What is required: Search the entries below for the string "hood" and give the number of lines that hold it, nothing else.

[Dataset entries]

::::::::

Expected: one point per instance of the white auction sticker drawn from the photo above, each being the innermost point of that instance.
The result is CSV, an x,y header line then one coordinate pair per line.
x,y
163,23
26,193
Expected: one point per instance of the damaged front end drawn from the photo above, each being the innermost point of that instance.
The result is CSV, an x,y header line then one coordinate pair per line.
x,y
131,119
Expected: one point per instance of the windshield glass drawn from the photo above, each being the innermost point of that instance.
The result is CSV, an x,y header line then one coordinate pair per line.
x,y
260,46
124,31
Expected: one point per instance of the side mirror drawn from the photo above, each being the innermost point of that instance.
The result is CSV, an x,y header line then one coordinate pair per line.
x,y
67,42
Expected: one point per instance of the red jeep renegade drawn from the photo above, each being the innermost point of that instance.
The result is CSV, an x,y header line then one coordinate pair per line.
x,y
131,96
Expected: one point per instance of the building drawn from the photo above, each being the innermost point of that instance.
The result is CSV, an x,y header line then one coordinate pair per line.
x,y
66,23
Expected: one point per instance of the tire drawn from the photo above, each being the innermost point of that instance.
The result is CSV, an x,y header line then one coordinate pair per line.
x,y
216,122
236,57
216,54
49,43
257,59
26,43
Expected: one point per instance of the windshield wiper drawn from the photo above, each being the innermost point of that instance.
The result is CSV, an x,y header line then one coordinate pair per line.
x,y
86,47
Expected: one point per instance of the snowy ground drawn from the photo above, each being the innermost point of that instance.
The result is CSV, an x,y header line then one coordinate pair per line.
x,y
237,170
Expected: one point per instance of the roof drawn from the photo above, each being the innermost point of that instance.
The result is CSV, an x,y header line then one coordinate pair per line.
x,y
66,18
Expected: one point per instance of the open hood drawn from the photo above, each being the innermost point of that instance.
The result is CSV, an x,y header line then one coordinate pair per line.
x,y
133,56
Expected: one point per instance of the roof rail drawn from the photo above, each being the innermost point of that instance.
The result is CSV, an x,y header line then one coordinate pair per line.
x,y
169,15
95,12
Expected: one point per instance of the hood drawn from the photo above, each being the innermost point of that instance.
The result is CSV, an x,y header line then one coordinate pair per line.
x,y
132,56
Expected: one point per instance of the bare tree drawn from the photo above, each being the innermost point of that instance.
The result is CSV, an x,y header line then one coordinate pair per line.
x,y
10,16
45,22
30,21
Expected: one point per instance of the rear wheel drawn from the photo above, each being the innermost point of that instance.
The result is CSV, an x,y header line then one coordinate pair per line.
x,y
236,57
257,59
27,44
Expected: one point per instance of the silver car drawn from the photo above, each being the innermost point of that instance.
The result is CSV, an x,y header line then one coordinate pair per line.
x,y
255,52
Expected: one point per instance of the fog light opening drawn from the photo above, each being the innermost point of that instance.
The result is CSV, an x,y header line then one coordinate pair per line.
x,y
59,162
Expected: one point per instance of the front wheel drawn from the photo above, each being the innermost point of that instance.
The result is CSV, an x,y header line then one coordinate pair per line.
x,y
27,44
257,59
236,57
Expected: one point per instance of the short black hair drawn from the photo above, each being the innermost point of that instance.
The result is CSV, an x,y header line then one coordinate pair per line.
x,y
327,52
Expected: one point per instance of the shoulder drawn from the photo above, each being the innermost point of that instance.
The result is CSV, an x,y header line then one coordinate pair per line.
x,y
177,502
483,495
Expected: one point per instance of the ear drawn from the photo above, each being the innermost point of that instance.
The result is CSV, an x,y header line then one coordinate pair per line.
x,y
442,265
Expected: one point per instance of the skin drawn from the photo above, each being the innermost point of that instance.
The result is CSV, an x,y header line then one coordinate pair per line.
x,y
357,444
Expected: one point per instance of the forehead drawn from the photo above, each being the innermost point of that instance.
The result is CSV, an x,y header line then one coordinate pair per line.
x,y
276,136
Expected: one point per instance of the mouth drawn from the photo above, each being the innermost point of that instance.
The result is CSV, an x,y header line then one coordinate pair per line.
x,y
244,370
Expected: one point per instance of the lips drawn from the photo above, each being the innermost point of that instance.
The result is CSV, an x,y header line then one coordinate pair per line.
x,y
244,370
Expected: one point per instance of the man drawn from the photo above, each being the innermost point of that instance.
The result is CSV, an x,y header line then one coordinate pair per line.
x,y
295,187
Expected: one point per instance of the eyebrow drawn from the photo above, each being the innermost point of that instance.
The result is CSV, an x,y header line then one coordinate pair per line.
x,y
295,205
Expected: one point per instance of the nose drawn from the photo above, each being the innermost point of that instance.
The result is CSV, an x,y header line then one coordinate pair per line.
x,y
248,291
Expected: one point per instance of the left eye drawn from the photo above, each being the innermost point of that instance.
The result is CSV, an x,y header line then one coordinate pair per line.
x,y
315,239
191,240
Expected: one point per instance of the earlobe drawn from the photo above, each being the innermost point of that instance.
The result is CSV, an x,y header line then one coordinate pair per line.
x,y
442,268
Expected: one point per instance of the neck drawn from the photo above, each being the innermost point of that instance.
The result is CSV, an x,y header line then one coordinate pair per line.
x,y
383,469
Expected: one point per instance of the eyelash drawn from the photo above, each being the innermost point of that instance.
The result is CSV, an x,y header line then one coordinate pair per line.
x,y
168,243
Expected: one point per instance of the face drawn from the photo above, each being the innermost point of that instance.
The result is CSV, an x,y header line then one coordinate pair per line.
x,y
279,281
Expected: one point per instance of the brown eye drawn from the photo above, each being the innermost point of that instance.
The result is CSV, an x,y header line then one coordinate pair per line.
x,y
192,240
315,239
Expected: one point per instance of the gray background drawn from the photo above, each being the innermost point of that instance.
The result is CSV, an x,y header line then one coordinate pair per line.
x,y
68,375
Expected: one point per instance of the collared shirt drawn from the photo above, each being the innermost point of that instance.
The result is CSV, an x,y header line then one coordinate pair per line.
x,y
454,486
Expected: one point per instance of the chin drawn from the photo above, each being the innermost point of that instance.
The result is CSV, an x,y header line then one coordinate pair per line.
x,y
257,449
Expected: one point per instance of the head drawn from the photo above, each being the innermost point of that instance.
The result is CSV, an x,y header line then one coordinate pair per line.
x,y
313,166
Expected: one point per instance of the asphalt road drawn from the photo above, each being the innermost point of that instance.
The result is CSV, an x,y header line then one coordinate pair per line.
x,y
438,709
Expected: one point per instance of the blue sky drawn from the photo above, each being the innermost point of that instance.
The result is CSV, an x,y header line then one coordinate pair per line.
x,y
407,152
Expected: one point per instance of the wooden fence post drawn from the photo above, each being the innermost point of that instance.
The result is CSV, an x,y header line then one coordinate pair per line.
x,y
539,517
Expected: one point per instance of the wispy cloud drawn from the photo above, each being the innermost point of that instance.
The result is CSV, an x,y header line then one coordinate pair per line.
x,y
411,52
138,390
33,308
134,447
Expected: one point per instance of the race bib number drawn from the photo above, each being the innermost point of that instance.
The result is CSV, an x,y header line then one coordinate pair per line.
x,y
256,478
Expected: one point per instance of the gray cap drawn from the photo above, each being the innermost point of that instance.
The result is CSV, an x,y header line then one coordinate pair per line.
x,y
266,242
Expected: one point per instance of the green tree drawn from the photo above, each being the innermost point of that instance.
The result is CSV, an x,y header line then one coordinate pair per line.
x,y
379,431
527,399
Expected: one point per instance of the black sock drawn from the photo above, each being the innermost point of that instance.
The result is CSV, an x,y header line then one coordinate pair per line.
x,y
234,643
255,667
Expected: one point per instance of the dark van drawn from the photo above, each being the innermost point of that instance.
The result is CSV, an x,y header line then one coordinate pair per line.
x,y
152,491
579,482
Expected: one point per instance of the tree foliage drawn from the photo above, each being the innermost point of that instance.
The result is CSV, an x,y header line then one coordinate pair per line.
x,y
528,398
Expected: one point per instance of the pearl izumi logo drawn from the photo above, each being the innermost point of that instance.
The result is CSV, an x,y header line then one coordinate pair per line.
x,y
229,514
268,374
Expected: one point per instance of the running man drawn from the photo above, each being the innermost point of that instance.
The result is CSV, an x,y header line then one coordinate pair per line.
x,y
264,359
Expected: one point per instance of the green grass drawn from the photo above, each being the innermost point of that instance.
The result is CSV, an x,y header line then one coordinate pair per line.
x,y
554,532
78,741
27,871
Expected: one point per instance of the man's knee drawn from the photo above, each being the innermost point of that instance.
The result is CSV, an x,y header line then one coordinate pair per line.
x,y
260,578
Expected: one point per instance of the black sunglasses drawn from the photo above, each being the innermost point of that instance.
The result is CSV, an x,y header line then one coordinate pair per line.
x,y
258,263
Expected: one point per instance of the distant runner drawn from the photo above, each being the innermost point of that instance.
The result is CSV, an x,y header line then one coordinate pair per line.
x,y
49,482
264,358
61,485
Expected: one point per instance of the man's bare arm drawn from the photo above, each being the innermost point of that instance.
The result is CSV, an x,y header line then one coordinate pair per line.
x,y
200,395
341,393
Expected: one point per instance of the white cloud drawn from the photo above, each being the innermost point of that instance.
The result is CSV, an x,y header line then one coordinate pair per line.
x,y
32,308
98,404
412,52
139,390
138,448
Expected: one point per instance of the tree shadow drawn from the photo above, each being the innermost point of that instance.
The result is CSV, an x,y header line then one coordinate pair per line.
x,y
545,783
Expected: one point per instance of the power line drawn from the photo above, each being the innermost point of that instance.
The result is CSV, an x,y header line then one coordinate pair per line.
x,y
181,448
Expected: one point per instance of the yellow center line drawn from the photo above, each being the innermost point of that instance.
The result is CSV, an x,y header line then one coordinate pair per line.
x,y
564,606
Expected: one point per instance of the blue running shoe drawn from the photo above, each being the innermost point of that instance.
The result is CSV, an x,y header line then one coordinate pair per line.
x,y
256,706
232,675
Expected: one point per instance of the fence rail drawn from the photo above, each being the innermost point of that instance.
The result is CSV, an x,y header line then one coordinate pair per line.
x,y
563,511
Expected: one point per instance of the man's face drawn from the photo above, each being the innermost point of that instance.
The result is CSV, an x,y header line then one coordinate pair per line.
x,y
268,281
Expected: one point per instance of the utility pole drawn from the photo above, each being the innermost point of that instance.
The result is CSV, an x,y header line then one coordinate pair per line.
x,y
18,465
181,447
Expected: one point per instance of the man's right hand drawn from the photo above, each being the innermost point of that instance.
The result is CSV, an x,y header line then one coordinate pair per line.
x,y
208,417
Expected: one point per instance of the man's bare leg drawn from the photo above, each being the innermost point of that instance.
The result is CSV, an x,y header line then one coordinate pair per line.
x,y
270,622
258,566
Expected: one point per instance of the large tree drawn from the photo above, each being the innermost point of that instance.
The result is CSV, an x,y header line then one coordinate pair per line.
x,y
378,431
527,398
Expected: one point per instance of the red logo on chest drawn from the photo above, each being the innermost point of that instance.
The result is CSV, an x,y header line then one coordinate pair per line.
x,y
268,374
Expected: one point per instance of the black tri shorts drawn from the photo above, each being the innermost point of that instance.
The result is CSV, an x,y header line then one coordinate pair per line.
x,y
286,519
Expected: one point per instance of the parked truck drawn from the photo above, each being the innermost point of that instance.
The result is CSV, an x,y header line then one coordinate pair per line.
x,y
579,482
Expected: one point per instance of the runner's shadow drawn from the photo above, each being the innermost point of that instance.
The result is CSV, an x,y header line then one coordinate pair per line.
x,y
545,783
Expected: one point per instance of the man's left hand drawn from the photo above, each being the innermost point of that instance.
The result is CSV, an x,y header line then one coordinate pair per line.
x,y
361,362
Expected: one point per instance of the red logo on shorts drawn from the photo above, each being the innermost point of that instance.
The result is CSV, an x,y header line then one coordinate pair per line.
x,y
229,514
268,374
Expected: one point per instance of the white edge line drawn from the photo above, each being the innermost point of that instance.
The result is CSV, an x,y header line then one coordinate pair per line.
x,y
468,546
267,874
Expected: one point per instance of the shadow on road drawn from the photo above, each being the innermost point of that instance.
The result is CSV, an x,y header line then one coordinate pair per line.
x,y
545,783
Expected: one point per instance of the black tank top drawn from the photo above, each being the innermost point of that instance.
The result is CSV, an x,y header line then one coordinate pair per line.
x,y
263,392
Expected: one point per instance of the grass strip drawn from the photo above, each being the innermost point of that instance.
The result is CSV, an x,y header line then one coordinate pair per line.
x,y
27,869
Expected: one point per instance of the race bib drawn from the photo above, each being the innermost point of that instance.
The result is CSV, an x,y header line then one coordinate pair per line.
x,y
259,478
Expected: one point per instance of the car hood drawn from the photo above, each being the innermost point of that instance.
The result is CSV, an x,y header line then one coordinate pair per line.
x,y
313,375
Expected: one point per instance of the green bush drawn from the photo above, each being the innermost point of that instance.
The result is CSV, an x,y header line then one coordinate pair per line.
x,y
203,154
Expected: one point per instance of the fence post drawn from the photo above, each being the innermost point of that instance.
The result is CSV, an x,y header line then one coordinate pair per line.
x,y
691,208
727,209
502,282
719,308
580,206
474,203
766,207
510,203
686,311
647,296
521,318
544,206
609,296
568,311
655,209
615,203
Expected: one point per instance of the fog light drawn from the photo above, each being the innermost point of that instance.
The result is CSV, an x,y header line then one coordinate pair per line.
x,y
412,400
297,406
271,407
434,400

::::::::

Solved exercise: 3